**Exercise description**. Each of the following records is to be output exactly.

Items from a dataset
-- Opening Marker --

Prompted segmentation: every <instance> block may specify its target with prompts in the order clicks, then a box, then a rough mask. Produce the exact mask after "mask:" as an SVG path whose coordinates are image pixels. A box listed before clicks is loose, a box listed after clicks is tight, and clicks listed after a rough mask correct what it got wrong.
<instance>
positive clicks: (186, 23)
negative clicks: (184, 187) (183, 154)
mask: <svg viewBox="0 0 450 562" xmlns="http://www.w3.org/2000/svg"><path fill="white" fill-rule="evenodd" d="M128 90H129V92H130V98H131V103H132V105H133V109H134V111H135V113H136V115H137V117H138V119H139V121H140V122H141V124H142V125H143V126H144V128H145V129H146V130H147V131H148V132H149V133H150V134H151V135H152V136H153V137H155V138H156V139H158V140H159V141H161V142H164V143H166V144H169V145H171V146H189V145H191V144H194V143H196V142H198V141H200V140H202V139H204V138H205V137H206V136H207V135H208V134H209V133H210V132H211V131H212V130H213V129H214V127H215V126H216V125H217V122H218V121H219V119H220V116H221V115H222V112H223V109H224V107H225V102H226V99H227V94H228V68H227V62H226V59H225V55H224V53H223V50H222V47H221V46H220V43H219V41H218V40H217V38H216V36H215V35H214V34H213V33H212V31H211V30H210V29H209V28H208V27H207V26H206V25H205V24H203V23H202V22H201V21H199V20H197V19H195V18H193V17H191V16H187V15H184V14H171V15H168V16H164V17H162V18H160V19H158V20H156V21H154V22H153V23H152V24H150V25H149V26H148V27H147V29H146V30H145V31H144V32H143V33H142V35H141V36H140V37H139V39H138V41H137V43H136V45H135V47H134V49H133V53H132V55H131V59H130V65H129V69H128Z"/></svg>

-- Closing Marker --

**Solution to the exercise**.
Prompted segmentation: every <instance> block may specify its target with prompts in the order clicks, then a box, then a rough mask. Produce the exact mask after "mask:" as an SVG path whose coordinates are image pixels. A box listed before clicks is loose, a box listed after clicks is tight, and clicks listed after a rough mask correct what it got wrong.
<instance>
positive clicks: (186, 23)
negative clicks: (184, 187) (183, 154)
mask: <svg viewBox="0 0 450 562" xmlns="http://www.w3.org/2000/svg"><path fill="white" fill-rule="evenodd" d="M128 90H129V92H130V98H131V103H132V105H133V109H134V111H135V113H136V115H137V117H138V119H139V121H140V122H141V124H142V125H143V126H144V128H145V129H146V130H147V131H148V132H149V133H150V134H151V135H152V136H153V137H155V138H156V139H158V140H159V141H161V142H164V143H166V144H169V145H171V146H189V145H191V144H194V143H196V142H198V141H200V140H202V139H204V138H205V137H206V136H207V135H208V134H209V133H210V132H211V131H212V130H213V129H214V127H215V126H216V125H217V122H218V121H219V119H220V116H221V115H222V112H223V109H224V107H225V102H226V99H227V94H228V68H227V62H226V59H225V55H224V53H223V50H222V47H221V46H220V43H219V41H218V40H217V38H216V36H215V35H214V34H213V33H212V31H211V30H210V29H209V28H208V27H207V26H206V25H205V24H203V23H202V22H201V21H199V20H197V19H195V18H193V17H191V16H187V15H184V14H171V15H168V16H164V17H162V18H160V19H158V20H156V21H154V22H153V23H152V24H150V25H149V26H148V27H147V29H146V30H145V31H144V32H143V33H142V35H141V36H140V37H139V39H138V41H137V43H136V45H135V47H134V49H133V53H132V55H131V59H130V65H129V69H128Z"/></svg>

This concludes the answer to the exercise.